╭─ Kutipan Dokumen

“Jangan pernah berhenti bermimpi, karena suatu saat nanti mungkin mimpi kalian akan menjadi kenyataan”.

Begitulah kalimat pada halaman pembuka tampilan website saya bambangpamungkas20.com sebelum berubah menjadi seperti saat in. Salah satu semboyan yang selalu saya pegang kuat-kuat, hinggalah sekarang. Pada artikel ini, saya ingin bercerita tentang sebuah kejadian dalam hidup saya, yang mungkin dapat menjadi contoh dari kalimat sebuah mimpi (tantangan) yang pada akhirnya menjadi sebuah kenyataan.

Bagi teman-teman yang selama ini mengikuti tulisan-tulisan saya, sedikit sebanyak mungkin sudah mengetahui, jika dalam banyak kesempatan saya adalah pribadi yang sering sekali menantang diri saya sendiri. Banyak hal dalam hidup saya, yang saya lakukan dengan tujuan untuk men “challenge” diri saya sendiri.

╰─
╭─ Data Hasil Ekstraksi

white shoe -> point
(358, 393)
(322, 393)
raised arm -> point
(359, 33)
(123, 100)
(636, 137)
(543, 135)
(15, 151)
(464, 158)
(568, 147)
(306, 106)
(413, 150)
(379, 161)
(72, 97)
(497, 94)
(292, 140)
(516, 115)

╰─

• Tugas Wajib: Lanjutkan tulisan tentang mimpi yang menjadi kenyataan, dimulai tepat setelah kalimat terakhir dalam kutipan dokumen. Baris-baris dataset tidak diperlukan untuk pengerjaan.

• Hasil Latihan Ini:
Cerita ini adalah salah satu contohnya, saat Persija Jakarta menjuarai liga Indonesia 2001.

Apa yang terjadi?

Jika kita lihat dari beberapa dokumentasi foto maupun video perayaan di lapangan dengan seksama ketika itu, boleh dikatakan cukup sulit mencari sosok saya dalam kerumunan selebrasi para pemain Persija bersama piala liga.

Padahal saya adalah pemain terbaik liga. Berhasil mencetak 16 gol sepanjang musim itu, termasuk dua gol kemenangan Persija Jakarta di final. Artinya, tidak ada alasan bagi saya untuk tidak mendapat panggung utama pada malam itu. Namun saya memilih untuk sedikit menepi. Mengapa?

Pertama, karena saya memang bukan tipe pemain yang suka melakukan “victory lap”, sama hal nya ketika saya juara bersama Selangor, dan tim nasional Indonesia (eh ngga pernah juara dengan tim nasional ding ya hehehe). Saat juara piala Presiden 2018, dan liga musim ini pun saya tidak ikut dalam victory lap bersama piala.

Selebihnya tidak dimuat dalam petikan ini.